Selected passage:
I mentioned around Memorial Day that we have a lot of nostalgic “Land of Israel” songs that are part of the culture here. So as you can imagine, there’s an entire genre of Jerusalem songs within that category. The most famous one is Naomi Shemer’s Yerushalayim Shel Zahav (“Jerusalem of Gold”). There are many others that are beautiful and poignant, but if you’re going to know about one song about Jerusalem, it should be this one.

In my opinion, the thing that is most amazing about this song is the story of its creation.

Naomi Shemer is one of the most famous Israeli poets and songwriters. In 1967, she was asked to write a song for the Israeli Song Festival that was to take place on May 15th of that year. She was intimidated by the task and told the commissioner she could not write under pressure like this, and he told her that she didn’t have to, but if she felt inspired–she should go ahead and write something. Thus “Jerusalem of Gold” was born. Naomi Shemer selected then-unknown singer Shuli Natan to perform the song.

Now… if your memory serves you, you’ll recall that May 15th, 1967 was three weeks before the Six Day War. So when Naomi Shemer wrote the song, Jerusalem was still divided in two, and Jews were forbidden access to the Western Wall.

So, here is my translation of the original song, which contained three verses.

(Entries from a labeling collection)

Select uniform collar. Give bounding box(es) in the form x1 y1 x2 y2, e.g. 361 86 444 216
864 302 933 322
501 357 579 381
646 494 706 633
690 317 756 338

Written request 1:
Answer these questions about the passage on "Jerusalem of Gold":
(a) For what event was Naomi Shemer asked to write a song in 1967?
(b) Which singer did she select to perform the song?
(c) How many verses did the original song contain?
Written request 2: Please lay out the lines of the labeling entries as a Markdown table with the columns "Row" and "Entry", numbering each line and leaving out any blank lines.

Full solution 1:
(a) The Israeli Song Festival.
(b) Shuli Natan.
(c) Three.

Full solution 2:
| Row | Entry |
|---|---|
| 1 | Select uniform collar. Give bounding box(es) in the form x1 y1 x2 y2, e.g. 361 86 444 216 |
| 2 | 864 302 933 322 |
| 3 | 501 357 579 381 |
| 4 | 646 494 706 633 |
| 5 | 690 317 756 338 |